# start of QUOTED TEXT
Anthony Taylor didn’t start working for justice last month, when Minneapolis exploded in response to the murder of George Floyd. Sure, he, his wife, his 15-year-old son and 10-year-old daughter were fixtures at protests throughout the following weeks, but the business consultant, youth educator-activist, and Parks and Open Space Commissioner for the Twin Cities’ Metropolitan Council has pursued justice for years in a less expected context: the great outdoors.
Taylor, 61, first learned outdoor mentorship as a counselor at a Boys & Girls Clubs overnight camp his parents sent him to each summer to counterbalance a largely urban upbringing in Milwaukee. Today, Taylor is an avid mountain biker, paddler, fisherman, snowboarder and cross-country skier, as well as an accomplished cyclist who helped found the Major Taylor Bicycling Club of Minnesota and serves on the League of American Bicyclists’ Equity Advisory Board as well as the board of the National Brotherhood of Skiers.
In Minneapolis, Taylor advocates and develops programming that delivers the city’s world-class outdoor opportunities to underserved youth. He is the co-founder of Cool Meets Cause, an outreach program that teaches girls from North Minneapolis to snowboard in one of the country’s largest urban parks, Theodore Wirth. The park’s trails and programs are managed by the Loppet Foundation, where Taylor served as the Adventure Director.
Taylor has experienced first-hand the power of outdoor sports as a tool for youth development; he’s also experienced first-hand the institutional racism that is found in outdoor communities as much as anywhere else in the U.S. He has a clear-eyed view of how segregation designed to “control Black bodies in public spaces” persists in a legacy of disparity between who has access to the outdoors, and who may reap its benefits free from the fear that pervades much of the Black, Indigenous, and people of color (BIPOC) experience in our country today.
An engineer by training, Taylor approaches the twin challenges of racial justice and equal access to the outdoors as a series of inputs leading to outcomes. Sometimes those outcomes are etched into the collective consciousness, like when a Black man suspected of a petty crime is killed in broad daylight by unchecked police brutality. Sometimes, the outcomes are more insidious, like when he and his daughter returned to their campsite to find a noose hanging over the tent. Progress is found in identifying and fixing the inputs that lead to such oppressive outcomes.
With the protest movement that was born on the streets of Minneapolis settling into a steady demand for change across the nation, we caught up with Taylor to learn how this moment is impacting the work he began years ago.
MEN’S JOURNAL: How has access to the outdoors informed your experience as a Black man in America?
ANTHONY TAYLOR: We grew up in Milwaukee, but my mother sent us South every summer until we were 11, to be with my grandmother in Mississippi. We had chickens, a pecan tree in the backyard and a fresh garden, and she grew hogs every year. Those people were connected to the earth. And it was an active strategy; when you live like we did in the urban environment, there was a sense of concern for safety—that was real—so they also sent us to camps.
There’s a disconnection between Black people and the outdoors. That’s new, because I grew up in a community where Black people were deeply grounded in the outdoors; they had just moved from Mississippi or Arkansas or Alabama. They hunted. They fished, and they planted gardens.
# end of QUOTED TEXT
# start of PROVIDED MATERIAL
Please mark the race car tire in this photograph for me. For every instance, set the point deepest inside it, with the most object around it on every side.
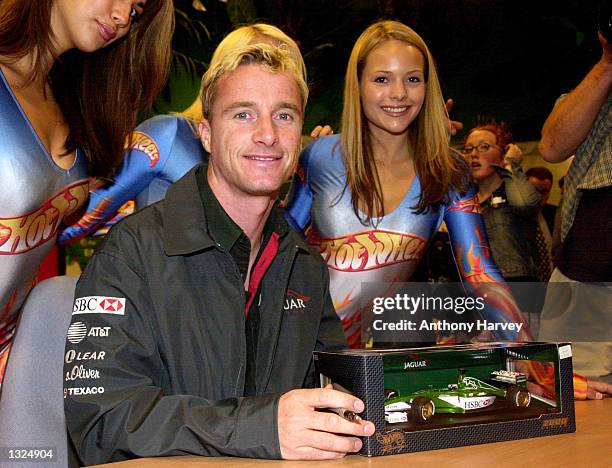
(422, 409)
(518, 397)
# end of PROVIDED MATERIAL
=== EXERCISE DESCRIPTION ===
Continue the Anthony Taylor interview from its final sentence, writing the passage that would follow it.

=== RESULT OF THE EXERCISE ===
I didn’t want to be connected to it because it represented the old ways. We don’t often think about Black communities as immigrants, but we were. We moved to the northern cities. There was a new way of being and we wanted to be that new way. We were kids coming up. Then, especially the ‘70s, movies began to solidify this image of the urban Black experience and urban style and the music. Even today, “urban” and “Black”—you can substitute one for the other. That is a relatively new occurrence.
“Black bodies in public natural spaces have always been managed and controlled.”
Is that urbanization why that connection with the outdoors fell off?
There’s now a bigger disconnection between the identity of Black people connected to nature and the outdoors, and the identity as an urban being. Simultaneously though, there’s been a consistent clarity in institutional America around creating separation in public spaces. Really the first great race riot documented, aside from the Gangs of New York Harlem stuff, was in 1919: There was a race riot in Chicago that was started because a Black child crossed an imaginary line in Lake Michigan into the white beach. Black bodies in public natural spaces have always been managed and controlled.
Being outdoorsy seems like a core part of your identity. How were you able to reconnect and become an outdoors professional and athlete?
One of the instincts of the communities we grew up in is to build more community. So, I started biking, because I’m too small to play football in college. Then, the first thing I do is I meet another Black cyclist who’s older than me, who mentors me. And what did we do? We started a Black bike club. Then, with Black bike club, we go camping on bikes. The nature of outdoor experiences is all about this idea of progression and challenge, and progression and challenge. That’s what we do.
So, then it becomes biking 100 miles in one day, then it’s biking 250 miles in one day, then it’s biking 350 miles in two days, then it’s biking from Colorado to Minneapolis. This thing in me just keeps growing and it keeps feeding me and connecting me to communities that are bigger and bigger and bigger.
And then I start coming full circle in terms of youth development, community development and in terms of health and equity. This is a community that makes significant investment in outdoors, regional parks, state parks. And all of those things are designed to benefit the building of community, family, health, resilience—humanity. And Black people, brown people, poor people need to realize the benefits of that experience as well.
What’s your take on how the community has mobilized in response to the killing of George Floyd?
If you’re under 30, you’ve always known social justice—even from just looking at gender equality, looking at race, that the idea of being an ally is something that is part of that generation. That’s who is out there making this happen. And this is a generation of Black and white children, their social reality isn’t so segregated. And I say that meaning in a very simple way: There is much more integration in the music they listen to, the things they observe on TV, the way that they dress, the way that they socialize, the places they go—living with a lens of social justice in their own lives in the backdrop of institutional racism.
These young people have a reality that really is different. I saw this first with Jamar Clark when Black Lives Matter emerged. From that moment here, I already saw a way that the white supporters were stepping back, were playing an ally role. There are many examples of that.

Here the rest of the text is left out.